[EXERCISE TASK] Extract the whole forum thread about eating steak while dieting, reproducing every line unchanged.

I eat at least one steak a day.
Just don't ruin it with sauces.... use Montreal Steak or some other seasoning instead of bbq sauce.


----------



## Bigjay73 (Nov 12, 2014)

Never looked it up, but filet is probably low in fat. You ever think about trying buffalo? It's delicious and also lean. Me, I don't worry about it. Give me a juicy ribeye anyday.  And yeah, no sauce goes on my steak. I will sometimes mix some butter and blue cheese and put a scoop on top of a sizzling steak. That's the cat's ass right there.


----------



## 1HungLo (Nov 13, 2014)

Sirloin is pretty lean.


----------



## Beast666 (Nov 16, 2014)

1DAVE said:


> Hey guys,
> Here's my deal I've been on a super clean low carb low fat diet trying to trim down and lower the bf% before I cycle, it seems I'm eating fish chicken veg. fish chicken veg. Etc...  I'm a f-ing carnivore and I'm having a hard time not grilling some t bones, porterhouse, or ribeyes, Will those weekend bbqs kill my goals?
> 
> Thanx



Feel free to have 92% or leaner steak(sirloin, filet etc), bison, or burgers bro. One meal per day of it and you'll see ZERO adverse results. I don't stop eating red met until about 4-6 weeks out from a show.


----------

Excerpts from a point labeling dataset
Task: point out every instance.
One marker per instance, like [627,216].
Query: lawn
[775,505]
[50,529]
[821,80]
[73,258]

--

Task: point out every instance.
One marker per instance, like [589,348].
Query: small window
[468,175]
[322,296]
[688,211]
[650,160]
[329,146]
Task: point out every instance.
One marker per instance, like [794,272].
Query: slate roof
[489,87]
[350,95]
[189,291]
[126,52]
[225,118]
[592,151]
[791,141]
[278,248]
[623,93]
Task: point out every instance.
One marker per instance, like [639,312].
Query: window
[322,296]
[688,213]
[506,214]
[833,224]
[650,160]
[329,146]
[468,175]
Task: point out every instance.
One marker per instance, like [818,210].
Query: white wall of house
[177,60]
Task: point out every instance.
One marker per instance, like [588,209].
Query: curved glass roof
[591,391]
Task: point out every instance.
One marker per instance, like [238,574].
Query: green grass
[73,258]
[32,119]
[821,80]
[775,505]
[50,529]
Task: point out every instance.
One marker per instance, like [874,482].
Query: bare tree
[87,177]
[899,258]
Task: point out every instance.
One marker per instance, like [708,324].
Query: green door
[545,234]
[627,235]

---

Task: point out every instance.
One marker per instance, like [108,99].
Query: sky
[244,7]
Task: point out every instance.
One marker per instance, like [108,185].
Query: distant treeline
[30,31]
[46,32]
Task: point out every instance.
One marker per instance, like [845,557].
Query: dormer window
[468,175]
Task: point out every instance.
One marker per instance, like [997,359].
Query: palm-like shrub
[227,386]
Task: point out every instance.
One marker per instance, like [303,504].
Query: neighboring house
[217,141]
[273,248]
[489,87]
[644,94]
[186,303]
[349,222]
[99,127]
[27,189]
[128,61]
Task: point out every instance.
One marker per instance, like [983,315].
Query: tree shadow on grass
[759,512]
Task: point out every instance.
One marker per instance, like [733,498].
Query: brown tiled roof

[COMPLETE OUTPUT]
I eat at least one steak a day.
Just don't ruin it with sauces.... use Montreal Steak or some other seasoning instead of bbq sauce.


----------



## Bigjay73 (Nov 12, 2014)

Never looked it up, but filet is probably low in fat. You ever think about trying buffalo? It's delicious and also lean. Me, I don't worry about it. Give me a juicy ribeye anyday.  And yeah, no sauce goes on my steak. I will sometimes mix some butter and blue cheese and put a scoop on top of a sizzling steak. That's the cat's ass right there.


----------



## 1HungLo (Nov 13, 2014)

Sirloin is pretty lean.


----------



## Beast666 (Nov 16, 2014)

1DAVE said:


> Hey guys,
> Here's my deal I've been on a super clean low carb low fat diet trying to trim down and lower the bf% before I cycle, it seems I'm eating fish chicken veg. fish chicken veg. Etc...  I'm a f-ing carnivore and I'm having a hard time not grilling some t bones, porterhouse, or ribeyes, Will those weekend bbqs kill my goals?
> 
> Thanx



Feel free to have 92% or leaner steak(sirloin, filet etc), bison, or burgers bro. One meal per day of it and you'll see ZERO adverse results. I don't stop eating red met until about 4-6 weeks out from a show.


----------